* [Provided information]:

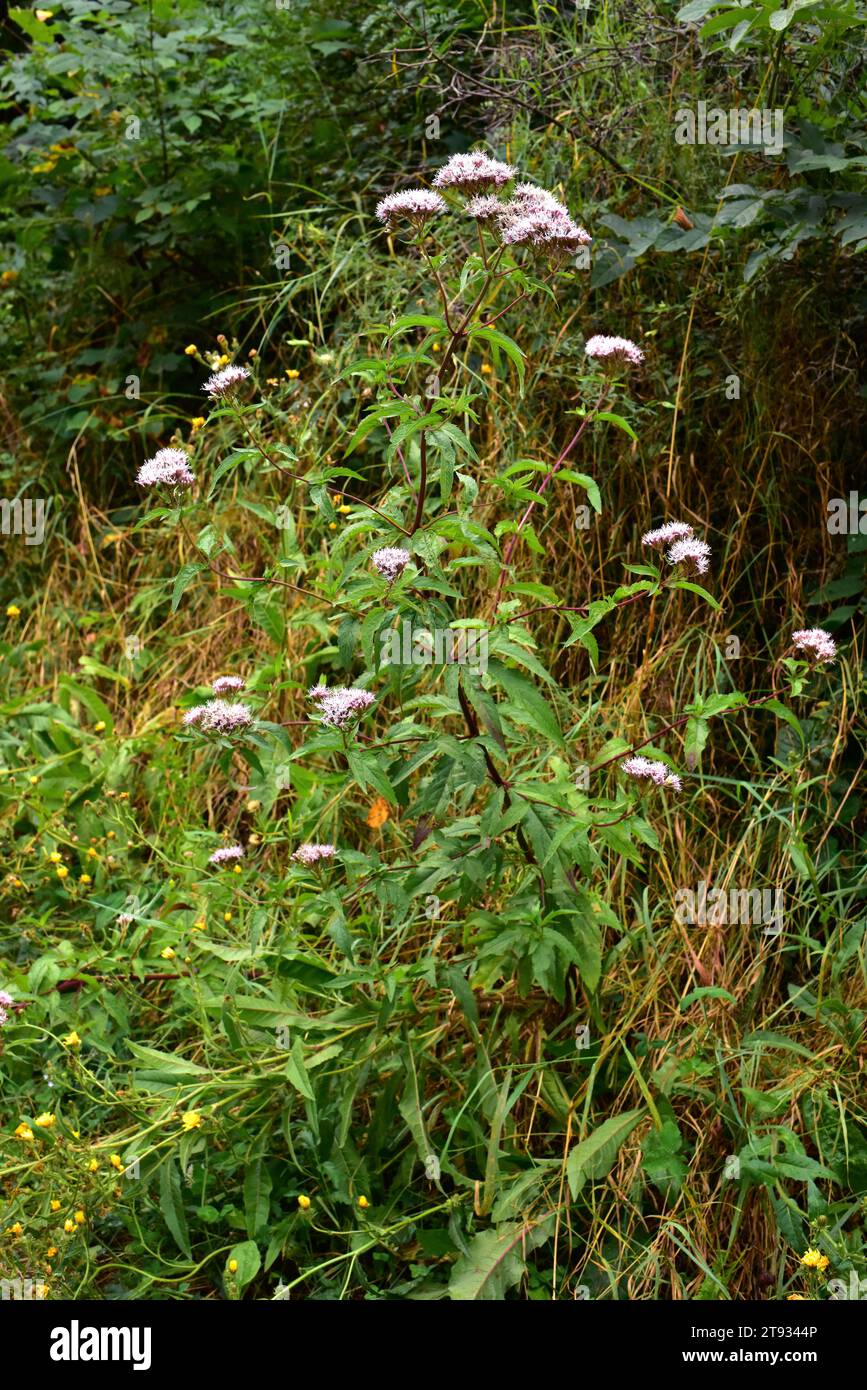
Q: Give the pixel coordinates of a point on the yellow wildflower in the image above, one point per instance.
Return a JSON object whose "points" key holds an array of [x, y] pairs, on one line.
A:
{"points": [[813, 1260]]}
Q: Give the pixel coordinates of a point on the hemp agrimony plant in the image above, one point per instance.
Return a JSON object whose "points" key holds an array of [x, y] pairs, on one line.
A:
{"points": [[425, 695]]}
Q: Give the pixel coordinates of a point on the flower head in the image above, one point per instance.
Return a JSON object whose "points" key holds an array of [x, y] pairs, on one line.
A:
{"points": [[534, 217], [816, 644], [814, 1260], [413, 205], [613, 352], [666, 534], [473, 173], [167, 469], [311, 854], [224, 684], [218, 716], [692, 553], [227, 855], [227, 381], [342, 704], [653, 770], [484, 207], [391, 562]]}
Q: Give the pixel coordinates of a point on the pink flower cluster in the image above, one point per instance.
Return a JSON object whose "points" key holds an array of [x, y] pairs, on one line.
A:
{"points": [[414, 205], [391, 562], [227, 381], [311, 854], [613, 352], [218, 716], [816, 644], [649, 767], [6, 1002], [684, 546], [666, 534], [339, 705], [167, 469], [694, 553], [227, 854], [535, 217]]}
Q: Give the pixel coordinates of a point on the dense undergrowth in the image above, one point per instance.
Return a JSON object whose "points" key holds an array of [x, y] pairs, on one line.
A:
{"points": [[481, 1050]]}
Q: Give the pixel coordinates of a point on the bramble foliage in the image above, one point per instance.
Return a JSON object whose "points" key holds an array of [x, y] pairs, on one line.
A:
{"points": [[432, 730]]}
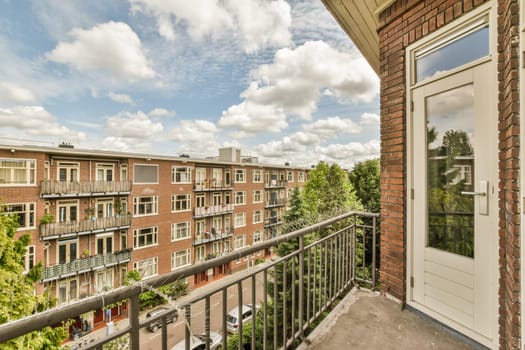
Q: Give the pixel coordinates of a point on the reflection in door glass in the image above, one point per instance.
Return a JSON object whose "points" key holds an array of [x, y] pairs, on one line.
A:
{"points": [[450, 170]]}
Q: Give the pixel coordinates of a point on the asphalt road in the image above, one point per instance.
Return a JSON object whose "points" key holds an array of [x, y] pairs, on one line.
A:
{"points": [[153, 341]]}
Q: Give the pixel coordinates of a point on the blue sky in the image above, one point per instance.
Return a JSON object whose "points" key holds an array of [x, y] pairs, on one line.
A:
{"points": [[278, 79]]}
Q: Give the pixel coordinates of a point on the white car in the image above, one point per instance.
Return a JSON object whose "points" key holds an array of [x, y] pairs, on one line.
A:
{"points": [[232, 318], [198, 342]]}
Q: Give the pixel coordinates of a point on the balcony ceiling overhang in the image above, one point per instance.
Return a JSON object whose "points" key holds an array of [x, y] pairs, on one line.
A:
{"points": [[359, 19]]}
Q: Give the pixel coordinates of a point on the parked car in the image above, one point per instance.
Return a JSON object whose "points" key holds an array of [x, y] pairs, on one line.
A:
{"points": [[198, 342], [155, 325], [232, 318]]}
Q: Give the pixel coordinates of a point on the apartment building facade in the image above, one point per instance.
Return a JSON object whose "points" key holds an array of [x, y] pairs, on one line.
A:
{"points": [[93, 216]]}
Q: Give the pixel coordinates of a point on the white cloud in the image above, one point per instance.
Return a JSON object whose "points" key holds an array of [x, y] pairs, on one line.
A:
{"points": [[121, 98], [293, 83], [111, 46], [134, 126], [36, 121], [369, 119], [333, 126], [161, 112], [13, 93], [252, 118], [257, 23]]}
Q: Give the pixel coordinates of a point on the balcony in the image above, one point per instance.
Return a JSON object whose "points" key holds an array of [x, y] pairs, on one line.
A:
{"points": [[277, 202], [206, 237], [202, 212], [276, 184], [291, 292], [84, 227], [62, 189], [212, 185], [85, 264]]}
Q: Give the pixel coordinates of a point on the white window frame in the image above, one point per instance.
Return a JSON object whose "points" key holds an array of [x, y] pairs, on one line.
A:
{"points": [[143, 233], [180, 231], [182, 200], [180, 259]]}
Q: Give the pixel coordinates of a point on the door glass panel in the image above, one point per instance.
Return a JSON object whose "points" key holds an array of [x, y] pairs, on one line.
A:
{"points": [[450, 170]]}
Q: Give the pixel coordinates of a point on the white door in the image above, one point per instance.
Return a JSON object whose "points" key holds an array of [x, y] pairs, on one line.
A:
{"points": [[454, 205]]}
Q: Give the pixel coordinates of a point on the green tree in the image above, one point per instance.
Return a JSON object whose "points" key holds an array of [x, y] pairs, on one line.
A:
{"points": [[17, 298], [365, 180]]}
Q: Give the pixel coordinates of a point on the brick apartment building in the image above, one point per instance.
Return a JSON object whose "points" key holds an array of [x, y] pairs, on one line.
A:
{"points": [[95, 215]]}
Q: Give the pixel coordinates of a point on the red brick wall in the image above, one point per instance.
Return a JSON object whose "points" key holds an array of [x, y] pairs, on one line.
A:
{"points": [[405, 22], [509, 142]]}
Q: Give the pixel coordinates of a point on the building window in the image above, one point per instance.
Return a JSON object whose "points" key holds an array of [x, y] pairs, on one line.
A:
{"points": [[68, 172], [143, 206], [145, 237], [67, 290], [240, 219], [181, 175], [24, 212], [257, 175], [257, 237], [147, 267], [240, 197], [180, 202], [145, 174], [17, 172], [257, 196], [29, 258], [104, 280], [104, 172], [180, 259], [257, 217], [240, 175], [105, 244], [180, 230], [67, 251]]}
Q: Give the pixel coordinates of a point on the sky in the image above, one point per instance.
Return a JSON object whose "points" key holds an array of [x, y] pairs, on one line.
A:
{"points": [[278, 79]]}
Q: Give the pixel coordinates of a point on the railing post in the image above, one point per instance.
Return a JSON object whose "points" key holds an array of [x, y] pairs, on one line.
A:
{"points": [[301, 286], [134, 323]]}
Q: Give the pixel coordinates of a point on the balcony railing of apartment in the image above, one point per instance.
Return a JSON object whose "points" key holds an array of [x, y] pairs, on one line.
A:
{"points": [[273, 221], [208, 237], [59, 189], [277, 202], [211, 185], [200, 212], [85, 264], [276, 184], [294, 290], [84, 227]]}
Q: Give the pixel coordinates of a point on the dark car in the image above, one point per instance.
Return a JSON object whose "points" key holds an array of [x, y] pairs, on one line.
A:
{"points": [[155, 325]]}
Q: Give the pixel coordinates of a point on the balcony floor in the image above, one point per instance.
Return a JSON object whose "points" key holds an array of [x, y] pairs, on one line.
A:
{"points": [[366, 320]]}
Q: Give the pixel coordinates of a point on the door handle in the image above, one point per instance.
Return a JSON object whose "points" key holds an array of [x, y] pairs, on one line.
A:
{"points": [[467, 193]]}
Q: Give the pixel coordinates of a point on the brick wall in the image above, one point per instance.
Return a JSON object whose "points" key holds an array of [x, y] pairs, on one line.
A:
{"points": [[509, 141], [403, 23]]}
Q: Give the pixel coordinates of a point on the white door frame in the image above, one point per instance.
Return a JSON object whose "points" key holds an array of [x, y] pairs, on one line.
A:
{"points": [[489, 8]]}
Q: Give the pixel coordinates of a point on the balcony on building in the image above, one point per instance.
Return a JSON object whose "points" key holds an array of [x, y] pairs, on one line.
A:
{"points": [[211, 185], [276, 184], [63, 189], [87, 226], [201, 212], [92, 263]]}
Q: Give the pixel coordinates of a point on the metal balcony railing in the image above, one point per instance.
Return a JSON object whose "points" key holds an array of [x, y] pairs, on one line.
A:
{"points": [[84, 227], [276, 184], [57, 189], [200, 212], [206, 237], [85, 264], [278, 202], [293, 291]]}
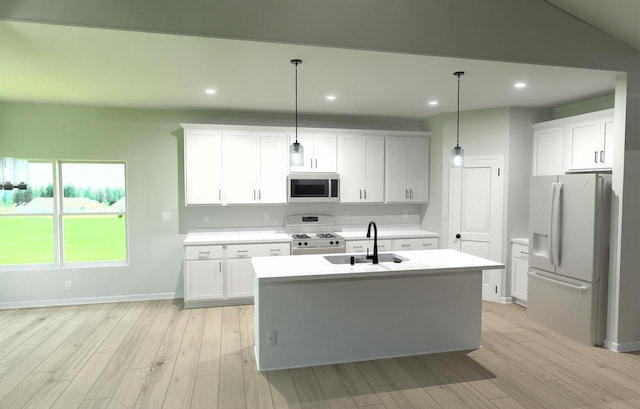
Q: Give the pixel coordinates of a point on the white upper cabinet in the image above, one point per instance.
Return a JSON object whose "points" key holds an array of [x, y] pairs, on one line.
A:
{"points": [[406, 170], [361, 168], [255, 167], [574, 144], [547, 150], [202, 167], [319, 152]]}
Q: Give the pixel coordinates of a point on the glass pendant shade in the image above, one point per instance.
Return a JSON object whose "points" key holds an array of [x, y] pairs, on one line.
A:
{"points": [[457, 157], [296, 154]]}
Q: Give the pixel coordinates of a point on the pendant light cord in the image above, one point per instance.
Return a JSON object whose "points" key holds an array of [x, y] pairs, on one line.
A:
{"points": [[296, 62], [458, 74]]}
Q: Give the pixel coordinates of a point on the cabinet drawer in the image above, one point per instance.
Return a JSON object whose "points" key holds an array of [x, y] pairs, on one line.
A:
{"points": [[202, 252], [258, 250], [361, 246], [520, 251], [416, 244]]}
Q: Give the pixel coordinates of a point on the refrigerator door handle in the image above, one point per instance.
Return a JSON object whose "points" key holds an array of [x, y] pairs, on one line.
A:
{"points": [[562, 283], [554, 229]]}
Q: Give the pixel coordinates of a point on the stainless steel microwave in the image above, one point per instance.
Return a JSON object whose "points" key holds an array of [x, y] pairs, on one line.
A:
{"points": [[313, 187]]}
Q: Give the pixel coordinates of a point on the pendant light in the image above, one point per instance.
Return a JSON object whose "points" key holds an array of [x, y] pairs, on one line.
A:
{"points": [[296, 151], [457, 153]]}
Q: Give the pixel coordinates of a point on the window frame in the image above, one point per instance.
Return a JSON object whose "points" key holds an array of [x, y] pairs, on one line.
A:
{"points": [[58, 215]]}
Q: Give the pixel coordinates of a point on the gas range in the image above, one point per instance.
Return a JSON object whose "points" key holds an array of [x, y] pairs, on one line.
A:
{"points": [[312, 234]]}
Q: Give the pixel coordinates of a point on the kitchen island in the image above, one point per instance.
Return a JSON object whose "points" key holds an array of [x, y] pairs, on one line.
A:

* [Assigned task]:
Only the lines above starting at the line that holds "Q: Give the pixel coordinates of a point on the dark" and ending at the line that holds "the brick wall" are to be repeated, exactly and in full.

* [Expected answer]:
Q: Give the pixel coordinates of a point on the dark car in the image above, one point per instance.
Return a JSON object whose "points" key holds an array of [x, y] pairs, on one line.
A:
{"points": [[155, 325]]}
Q: Give the pixel coordinates of a point on the balcony floor in the image above, one point per instance.
Return a JSON object whose "points" key holds an array of [x, y] pairs, on one line.
A:
{"points": [[366, 320]]}
Q: Give the pixel coordinates of a point on the door handle in the image above, one point per instance.
Return a JSON object whose "points" key holds an array of [x, y] pairs, on one line.
A:
{"points": [[467, 193]]}
Q: Give the pixel coordinates of a point on the brick wall in the image above, one point per instance.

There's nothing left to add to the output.